Rewrite everything from the line containing "For each instance of the green painted steel, drop" down to the line containing "(719, 1196)", replacing "green painted steel" with "green steel framework" and leaving the rest unchanged.

......

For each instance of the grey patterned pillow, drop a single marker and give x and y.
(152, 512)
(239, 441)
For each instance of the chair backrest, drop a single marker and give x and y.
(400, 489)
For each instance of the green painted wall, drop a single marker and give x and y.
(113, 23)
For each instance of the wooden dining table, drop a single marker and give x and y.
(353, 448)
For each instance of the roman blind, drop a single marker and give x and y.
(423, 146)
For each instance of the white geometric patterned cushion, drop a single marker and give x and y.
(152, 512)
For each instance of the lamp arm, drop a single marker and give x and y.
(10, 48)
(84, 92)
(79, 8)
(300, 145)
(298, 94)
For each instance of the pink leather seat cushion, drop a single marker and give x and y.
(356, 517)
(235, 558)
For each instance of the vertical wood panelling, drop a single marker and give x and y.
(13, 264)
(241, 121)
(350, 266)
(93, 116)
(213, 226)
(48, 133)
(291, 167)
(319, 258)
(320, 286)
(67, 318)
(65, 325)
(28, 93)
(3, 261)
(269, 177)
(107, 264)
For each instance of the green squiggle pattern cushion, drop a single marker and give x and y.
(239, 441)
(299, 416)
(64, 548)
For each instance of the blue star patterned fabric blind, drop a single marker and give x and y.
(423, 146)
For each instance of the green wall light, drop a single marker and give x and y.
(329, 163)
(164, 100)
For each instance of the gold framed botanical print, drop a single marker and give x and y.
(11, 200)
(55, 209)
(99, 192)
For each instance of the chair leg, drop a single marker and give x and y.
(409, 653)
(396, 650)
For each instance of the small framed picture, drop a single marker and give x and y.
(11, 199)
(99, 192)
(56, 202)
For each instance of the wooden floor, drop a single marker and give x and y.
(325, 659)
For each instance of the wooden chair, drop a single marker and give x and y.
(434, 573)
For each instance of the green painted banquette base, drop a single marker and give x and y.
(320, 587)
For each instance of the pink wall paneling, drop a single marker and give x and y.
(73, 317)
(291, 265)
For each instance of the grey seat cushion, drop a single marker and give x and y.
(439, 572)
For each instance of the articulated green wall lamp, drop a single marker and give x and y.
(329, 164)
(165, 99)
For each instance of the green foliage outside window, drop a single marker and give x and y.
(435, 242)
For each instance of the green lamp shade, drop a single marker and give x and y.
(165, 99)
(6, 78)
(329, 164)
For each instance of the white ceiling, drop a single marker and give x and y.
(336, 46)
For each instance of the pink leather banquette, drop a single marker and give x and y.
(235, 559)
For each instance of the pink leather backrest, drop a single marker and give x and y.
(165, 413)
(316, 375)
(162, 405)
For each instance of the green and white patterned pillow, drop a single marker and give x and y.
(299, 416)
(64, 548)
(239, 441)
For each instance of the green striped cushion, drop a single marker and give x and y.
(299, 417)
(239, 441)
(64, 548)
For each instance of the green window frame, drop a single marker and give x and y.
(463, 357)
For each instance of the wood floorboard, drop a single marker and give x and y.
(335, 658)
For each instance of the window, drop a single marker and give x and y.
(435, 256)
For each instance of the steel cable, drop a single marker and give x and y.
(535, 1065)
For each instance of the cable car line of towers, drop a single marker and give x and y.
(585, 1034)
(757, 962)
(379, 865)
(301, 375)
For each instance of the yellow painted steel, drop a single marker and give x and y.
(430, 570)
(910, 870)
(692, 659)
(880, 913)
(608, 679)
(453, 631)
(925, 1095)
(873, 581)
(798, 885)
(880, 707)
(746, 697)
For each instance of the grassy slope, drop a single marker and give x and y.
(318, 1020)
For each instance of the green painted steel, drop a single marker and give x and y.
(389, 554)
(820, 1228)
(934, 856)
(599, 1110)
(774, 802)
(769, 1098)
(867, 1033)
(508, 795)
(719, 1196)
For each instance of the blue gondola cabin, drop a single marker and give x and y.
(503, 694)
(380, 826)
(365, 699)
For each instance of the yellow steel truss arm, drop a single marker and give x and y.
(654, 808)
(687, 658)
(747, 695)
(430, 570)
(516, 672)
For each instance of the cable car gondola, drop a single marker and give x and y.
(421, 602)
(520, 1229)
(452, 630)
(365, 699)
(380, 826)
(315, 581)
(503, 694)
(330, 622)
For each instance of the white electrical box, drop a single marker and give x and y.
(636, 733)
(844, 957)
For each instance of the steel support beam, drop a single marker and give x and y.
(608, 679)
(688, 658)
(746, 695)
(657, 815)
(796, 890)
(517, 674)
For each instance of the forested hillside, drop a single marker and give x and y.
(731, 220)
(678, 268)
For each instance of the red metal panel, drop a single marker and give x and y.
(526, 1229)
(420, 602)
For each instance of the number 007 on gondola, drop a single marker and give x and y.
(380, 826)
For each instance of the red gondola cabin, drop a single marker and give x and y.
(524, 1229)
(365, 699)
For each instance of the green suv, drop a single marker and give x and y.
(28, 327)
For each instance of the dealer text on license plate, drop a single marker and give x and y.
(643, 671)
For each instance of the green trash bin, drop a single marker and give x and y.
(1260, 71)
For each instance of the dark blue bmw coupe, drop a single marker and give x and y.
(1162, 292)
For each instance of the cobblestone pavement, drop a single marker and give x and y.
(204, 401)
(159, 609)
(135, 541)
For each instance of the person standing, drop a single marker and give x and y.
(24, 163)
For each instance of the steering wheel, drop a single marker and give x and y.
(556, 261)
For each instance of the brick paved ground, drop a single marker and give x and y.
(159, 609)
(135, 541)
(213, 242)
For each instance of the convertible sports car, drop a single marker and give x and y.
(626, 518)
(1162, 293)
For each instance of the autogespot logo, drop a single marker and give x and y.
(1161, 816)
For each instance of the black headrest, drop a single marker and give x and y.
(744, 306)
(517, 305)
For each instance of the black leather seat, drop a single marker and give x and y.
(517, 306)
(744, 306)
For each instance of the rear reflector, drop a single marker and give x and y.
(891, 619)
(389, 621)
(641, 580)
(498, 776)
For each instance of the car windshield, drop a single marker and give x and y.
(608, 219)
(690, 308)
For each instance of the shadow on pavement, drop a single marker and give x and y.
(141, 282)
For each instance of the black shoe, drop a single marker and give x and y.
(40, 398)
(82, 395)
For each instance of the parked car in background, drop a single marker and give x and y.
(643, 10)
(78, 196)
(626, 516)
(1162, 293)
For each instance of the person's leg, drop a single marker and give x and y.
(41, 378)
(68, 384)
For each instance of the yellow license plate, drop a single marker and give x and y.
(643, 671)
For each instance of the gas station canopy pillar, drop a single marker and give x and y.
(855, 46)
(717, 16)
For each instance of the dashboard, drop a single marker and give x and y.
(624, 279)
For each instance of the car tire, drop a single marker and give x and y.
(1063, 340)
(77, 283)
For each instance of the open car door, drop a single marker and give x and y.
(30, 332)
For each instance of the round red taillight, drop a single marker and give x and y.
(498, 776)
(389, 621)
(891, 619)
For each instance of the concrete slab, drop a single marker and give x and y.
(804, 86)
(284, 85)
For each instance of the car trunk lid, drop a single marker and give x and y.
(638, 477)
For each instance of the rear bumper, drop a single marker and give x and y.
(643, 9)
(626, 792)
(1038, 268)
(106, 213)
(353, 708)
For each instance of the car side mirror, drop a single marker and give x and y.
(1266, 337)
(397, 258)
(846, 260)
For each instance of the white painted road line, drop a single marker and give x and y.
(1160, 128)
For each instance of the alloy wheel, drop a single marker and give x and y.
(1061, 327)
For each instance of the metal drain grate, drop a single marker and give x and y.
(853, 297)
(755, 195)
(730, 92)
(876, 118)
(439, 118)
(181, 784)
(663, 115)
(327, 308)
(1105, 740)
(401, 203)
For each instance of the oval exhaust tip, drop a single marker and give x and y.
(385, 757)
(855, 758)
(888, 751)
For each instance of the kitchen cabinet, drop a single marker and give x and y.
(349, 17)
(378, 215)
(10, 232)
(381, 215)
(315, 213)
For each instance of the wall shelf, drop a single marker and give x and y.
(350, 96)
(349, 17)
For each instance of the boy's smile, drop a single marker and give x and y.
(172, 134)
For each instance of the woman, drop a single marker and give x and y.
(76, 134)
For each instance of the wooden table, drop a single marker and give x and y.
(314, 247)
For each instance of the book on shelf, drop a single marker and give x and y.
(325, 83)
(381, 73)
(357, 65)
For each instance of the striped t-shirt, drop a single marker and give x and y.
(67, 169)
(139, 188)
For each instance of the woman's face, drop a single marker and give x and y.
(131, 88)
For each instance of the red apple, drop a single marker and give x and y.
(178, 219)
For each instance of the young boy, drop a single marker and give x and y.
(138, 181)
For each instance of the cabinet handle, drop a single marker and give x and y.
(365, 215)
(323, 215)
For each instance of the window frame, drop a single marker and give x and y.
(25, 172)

......

- _ANSWER FOR THIS EXERCISE_:
For each instance of the green steel framework, drop a single marker and give x and y.
(389, 554)
(820, 1228)
(934, 856)
(599, 1110)
(774, 802)
(769, 1098)
(867, 1033)
(508, 795)
(719, 1196)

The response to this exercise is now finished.